Texto dado »
Almidonada por una capa de comedia -porque sólo así es soportable-, la película “El Infierno” muestra como el narco corrompe todo lo que toca. En realidad esta película debería de ser tan deprimente y absimalmente conmovedora como una de esas películas del holocuasto, pero suavizada por el folclor de la mexicaneidad, por su estoicismo, por la caricatura tan entrañable e inevitable de la sociedad mexicana, la película es divertida, es una carcajada más que un plomazo en la cien. Como dice nuestro coloaborador Psicanzuelo en su blog, el director, Luis Estrada, sabe que sólo en el Caballo de Troya del humor se puede hablar de estos temas y criticar tan profunda y merecidamente a la sociedad mexicana, como la hace en "El Infierno". Sólo así se puede cuestionar en México las ligas del narco con el ex presidente Salinas de Gortari (y con la clase política de este país), con la Iglesia, con la CIA (cuando el Beni dice en inglés que parecen entrenados por esta agencia: los zetas entrenados en la escuela de las Américas que aparecen como el comando de ultraviolencia de la familia Reyes, en su patricarca: un mash-up en caricatura de todos los capos, narcopolíticos y sacerdotes corruptos de los últimos tiempos).

Objetivo 1 » Resume de forma más breve el párrafo del texto sobre «El Infierno» que empieza con «Almidonada por una capa de comedia», y conserva sus hechos principales.
Objetivo 2 » Enumera todos los actores con los que, según el texto sobre «El Infierno», la película cuestiona las ligas del narco.
Objetivo 3 » ¿Quién dirigió la película, según el texto sobre «El Infierno»?
Las líneas que aparecen a partir de aquí son un material independiente del texto.

Material proporcionado »

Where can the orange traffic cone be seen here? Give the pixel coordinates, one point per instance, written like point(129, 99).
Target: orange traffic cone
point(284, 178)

Respuesta 1 » Con un tono de comedia, la película «El Infierno» muestra cómo el narco corrompe todo lo que toca. Su tema podría hacerla tan deprimente como una película del holocausto. Sin embargo, el folclor, el estoicismo y la caricatura de la sociedad mexicana la vuelven divertida. Según el colaborador Psicanzuelo, el director Luis Estrada sabe que solo a través del humor se puede criticar así a la sociedad mexicana. De ese modo, la película cuestiona los vínculos del narco con el ex presidente Salinas de Gortari, la clase política, la Iglesia y la CIA. También presenta a la familia Reyes, con los zetas como su comando de ultraviolencia, y a su patriarca como caricatura de capos, narcopolíticos y sacerdotes corruptos.

Respuesta 2 »
- El ex presidente Salinas de Gortari
- La clase política del país
- La Iglesia
- La CIA

Respuesta 3 » Luis Estrada.